What to work on: The records below are to be copied word for word, with every picture left out.

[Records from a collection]
....
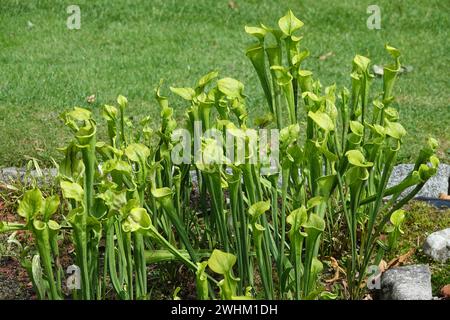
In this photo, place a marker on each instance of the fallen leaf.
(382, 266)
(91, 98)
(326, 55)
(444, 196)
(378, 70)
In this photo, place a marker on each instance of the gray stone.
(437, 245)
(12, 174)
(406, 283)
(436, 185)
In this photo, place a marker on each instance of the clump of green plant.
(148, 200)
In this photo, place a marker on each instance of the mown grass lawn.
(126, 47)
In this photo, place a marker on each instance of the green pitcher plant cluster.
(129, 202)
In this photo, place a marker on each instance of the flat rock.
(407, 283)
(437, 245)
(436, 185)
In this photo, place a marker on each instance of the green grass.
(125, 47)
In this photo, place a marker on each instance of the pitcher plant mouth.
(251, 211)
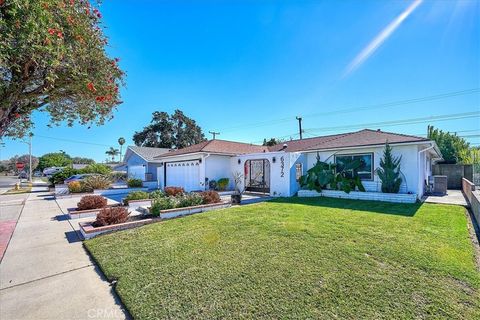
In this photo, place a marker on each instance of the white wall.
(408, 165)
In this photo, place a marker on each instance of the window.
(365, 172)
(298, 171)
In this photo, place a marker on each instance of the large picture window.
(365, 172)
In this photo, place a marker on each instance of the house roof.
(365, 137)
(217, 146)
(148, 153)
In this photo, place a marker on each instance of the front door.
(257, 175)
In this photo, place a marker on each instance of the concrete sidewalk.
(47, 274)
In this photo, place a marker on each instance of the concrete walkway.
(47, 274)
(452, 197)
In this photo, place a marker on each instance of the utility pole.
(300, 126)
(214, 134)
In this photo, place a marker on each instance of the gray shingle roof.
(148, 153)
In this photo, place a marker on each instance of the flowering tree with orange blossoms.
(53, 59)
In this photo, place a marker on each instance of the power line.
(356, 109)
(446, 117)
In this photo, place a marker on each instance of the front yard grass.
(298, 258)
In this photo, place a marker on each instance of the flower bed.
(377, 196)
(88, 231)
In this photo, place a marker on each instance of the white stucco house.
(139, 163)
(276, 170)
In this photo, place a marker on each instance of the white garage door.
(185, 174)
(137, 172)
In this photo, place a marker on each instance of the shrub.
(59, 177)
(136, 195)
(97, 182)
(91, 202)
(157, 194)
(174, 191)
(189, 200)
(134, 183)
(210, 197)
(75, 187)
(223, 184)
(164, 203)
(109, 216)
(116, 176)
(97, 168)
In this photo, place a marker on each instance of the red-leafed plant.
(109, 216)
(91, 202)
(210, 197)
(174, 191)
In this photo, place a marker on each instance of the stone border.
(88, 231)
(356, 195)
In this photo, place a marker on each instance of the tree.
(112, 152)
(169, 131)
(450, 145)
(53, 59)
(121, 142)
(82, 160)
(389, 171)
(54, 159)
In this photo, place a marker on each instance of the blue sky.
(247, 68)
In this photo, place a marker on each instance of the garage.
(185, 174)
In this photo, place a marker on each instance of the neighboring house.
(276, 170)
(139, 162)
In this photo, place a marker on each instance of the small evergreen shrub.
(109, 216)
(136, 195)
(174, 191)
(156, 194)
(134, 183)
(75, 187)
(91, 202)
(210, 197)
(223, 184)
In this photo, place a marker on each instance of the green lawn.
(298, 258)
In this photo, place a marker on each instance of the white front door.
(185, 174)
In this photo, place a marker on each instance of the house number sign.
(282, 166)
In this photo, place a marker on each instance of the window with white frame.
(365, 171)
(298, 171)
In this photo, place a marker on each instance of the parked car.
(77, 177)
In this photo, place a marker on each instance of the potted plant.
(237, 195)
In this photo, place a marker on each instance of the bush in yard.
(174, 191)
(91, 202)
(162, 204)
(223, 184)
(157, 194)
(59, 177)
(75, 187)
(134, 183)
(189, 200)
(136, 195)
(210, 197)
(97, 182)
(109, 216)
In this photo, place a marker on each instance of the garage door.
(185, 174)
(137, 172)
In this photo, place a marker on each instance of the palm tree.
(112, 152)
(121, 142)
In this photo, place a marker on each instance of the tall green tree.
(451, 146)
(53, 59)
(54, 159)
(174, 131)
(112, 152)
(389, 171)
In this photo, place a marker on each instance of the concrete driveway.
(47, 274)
....
Result of the exercise:
In this photo, place a marker on each instance of the fallen leaf.
(382, 266)
(91, 98)
(326, 55)
(444, 196)
(378, 70)
In this photo, place a marker on each instance of the gray stone.
(437, 245)
(12, 174)
(406, 283)
(436, 185)
In this photo, place a marker on each instance of the clump of green plant.
(148, 200)
In this photo, place a marker on each instance of the mown grass lawn.
(126, 47)
In this photo, place a marker on each instance of the green pitcher plant cluster.
(129, 202)
In this photo, place a marker on each instance of the flat rock.
(407, 283)
(437, 245)
(436, 185)
In this photo, place a marker on each instance of the green grass.
(125, 47)
In this photo, place a marker on each instance of the pitcher plant mouth.
(251, 211)
In this photo, place a marker on each instance of the white wall.
(408, 165)
In this photo, place a marker on each instance of the window.
(365, 172)
(298, 171)
In this photo, place a marker on each instance of the large picture window.
(365, 172)
In this photo, place a marker on each instance of the house roof.
(365, 137)
(217, 146)
(148, 153)
In this photo, place a marker on each instance of the front door.
(257, 175)
In this photo, place a marker on each instance of the concrete sidewalk.
(47, 274)
In this photo, place a marker on each instance of the concrete walkway.
(47, 274)
(452, 197)
In this photo, place a marker on each instance of the utility pole.
(300, 126)
(214, 134)
In this photo, place a marker on each instance of the gray shingle roof.
(148, 153)
In this photo, place a marker on each instance of the flowering tree with orange blossoms.
(53, 59)
In this photo, place a marker on each instance of the power line.
(356, 109)
(446, 117)
In this photo, place a marker on each instance of the front yard grass.
(298, 258)
In this photo, place a marker on each instance of the flower bed.
(377, 196)
(88, 231)
In this photo, place a marker on each instance of the white stucco house.
(139, 163)
(276, 170)
In this photo, place a marker on each instance of the white garage door.
(185, 174)
(137, 172)
In this photo, place a marker on each instance of the shrub.
(59, 177)
(136, 195)
(97, 182)
(91, 202)
(157, 194)
(174, 191)
(189, 200)
(134, 183)
(210, 197)
(75, 187)
(223, 184)
(164, 203)
(109, 216)
(116, 176)
(97, 168)
In this photo, place a marker on each instance of the red-leafed plant.
(109, 216)
(91, 202)
(210, 197)
(174, 191)
In this photo, place a marker on each instance of the stone border.
(88, 231)
(356, 195)
In this photo, place a marker on each instance of the tree.
(112, 152)
(169, 131)
(450, 145)
(53, 59)
(121, 142)
(82, 160)
(389, 171)
(54, 159)
In this photo, place a marker on each instance of the blue sky.
(247, 68)
In this photo, place a marker on each instance of the garage.
(185, 174)
In this photo, place a marker on each instance of the neighboring house.
(276, 170)
(139, 162)
In this photo, place a marker on each instance of the small evergreen shrub.
(109, 216)
(136, 195)
(174, 191)
(156, 194)
(134, 183)
(75, 187)
(91, 202)
(210, 197)
(223, 184)
In this photo, place a marker on each instance of the green lawn.
(298, 258)
In this photo, place a marker on each instance of the white front door.
(185, 174)
In this photo, place a marker on each instance of the house number sign.
(282, 166)
In this photo, place a marker on each instance of the window with white frame.
(365, 171)
(298, 171)
In this photo, place a marker on each instance of the parked car.
(77, 177)
In this photo, place a marker on each instance of the potted plant.
(237, 195)
In this photo, place a marker on each instance of the bush in yard.
(174, 191)
(91, 202)
(162, 204)
(223, 184)
(157, 194)
(59, 177)
(75, 187)
(134, 183)
(189, 200)
(136, 195)
(210, 197)
(97, 182)
(109, 216)
In this photo, place a marker on each instance of the garage door.
(185, 174)
(137, 172)
In this photo, place a marker on each instance of the palm tree.
(112, 152)
(121, 142)
In this photo, place a marker on each instance of the tall green tree.
(451, 146)
(53, 59)
(54, 159)
(174, 131)
(112, 152)
(389, 171)
In this photo, place a marker on each instance of the concrete driveway.
(47, 274)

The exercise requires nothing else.